● Excerpts from a pointing dataset:
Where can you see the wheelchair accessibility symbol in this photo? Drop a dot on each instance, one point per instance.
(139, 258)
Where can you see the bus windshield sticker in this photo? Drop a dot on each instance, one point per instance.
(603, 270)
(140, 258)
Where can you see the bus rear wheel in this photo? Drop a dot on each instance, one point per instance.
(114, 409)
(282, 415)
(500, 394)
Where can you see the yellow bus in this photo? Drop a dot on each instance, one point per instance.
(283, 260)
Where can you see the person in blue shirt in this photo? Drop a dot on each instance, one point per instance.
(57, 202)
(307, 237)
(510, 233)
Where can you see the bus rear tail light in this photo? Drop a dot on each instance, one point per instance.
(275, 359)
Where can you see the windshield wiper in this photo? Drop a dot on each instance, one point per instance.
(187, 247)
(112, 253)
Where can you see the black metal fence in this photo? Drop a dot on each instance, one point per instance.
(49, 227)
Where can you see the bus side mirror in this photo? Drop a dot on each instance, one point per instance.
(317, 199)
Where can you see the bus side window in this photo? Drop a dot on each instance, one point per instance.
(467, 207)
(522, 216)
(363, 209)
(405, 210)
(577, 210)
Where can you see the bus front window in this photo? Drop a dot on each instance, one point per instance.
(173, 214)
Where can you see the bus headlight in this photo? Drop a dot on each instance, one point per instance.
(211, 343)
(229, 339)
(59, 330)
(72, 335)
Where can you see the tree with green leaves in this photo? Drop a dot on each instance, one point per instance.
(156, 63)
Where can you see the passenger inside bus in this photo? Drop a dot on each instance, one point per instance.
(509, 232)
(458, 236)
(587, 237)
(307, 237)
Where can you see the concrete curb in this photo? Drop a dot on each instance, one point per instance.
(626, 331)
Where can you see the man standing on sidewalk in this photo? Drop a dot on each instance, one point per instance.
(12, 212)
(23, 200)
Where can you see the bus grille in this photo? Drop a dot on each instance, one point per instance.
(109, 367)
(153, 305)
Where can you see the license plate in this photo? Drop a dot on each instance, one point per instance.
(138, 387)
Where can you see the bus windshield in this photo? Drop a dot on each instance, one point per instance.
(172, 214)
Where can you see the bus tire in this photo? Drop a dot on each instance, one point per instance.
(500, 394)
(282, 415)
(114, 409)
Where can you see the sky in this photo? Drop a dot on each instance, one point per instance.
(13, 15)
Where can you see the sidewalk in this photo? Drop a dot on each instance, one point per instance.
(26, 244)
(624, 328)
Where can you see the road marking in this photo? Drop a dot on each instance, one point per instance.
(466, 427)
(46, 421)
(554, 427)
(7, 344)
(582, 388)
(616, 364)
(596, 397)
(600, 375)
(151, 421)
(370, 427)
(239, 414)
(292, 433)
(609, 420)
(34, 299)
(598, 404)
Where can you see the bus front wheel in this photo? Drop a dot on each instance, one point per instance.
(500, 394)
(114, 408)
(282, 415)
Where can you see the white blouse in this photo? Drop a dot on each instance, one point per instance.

● Objective: Convert everything above, from the row containing "Where can you see the road" down to the last row, into a numbered list with blank lines omitted.

● Answer to the problem:
1. Where can you see the road marking in this photo? Drop a dot on each instance, one point per instance.
2. (466, 427)
3. (46, 421)
4. (554, 427)
5. (7, 344)
6. (582, 388)
7. (616, 364)
8. (596, 397)
9. (600, 375)
10. (151, 421)
11. (370, 427)
12. (239, 414)
13. (292, 433)
14. (609, 420)
15. (34, 299)
16. (598, 404)
17. Where can you see the bus front wheel in this photo? Drop a dot on each instance, one point per instance.
18. (500, 394)
19. (114, 408)
20. (282, 415)
21. Where can you see the white blouse in this photo? Drop a dot on each instance, one point per instance.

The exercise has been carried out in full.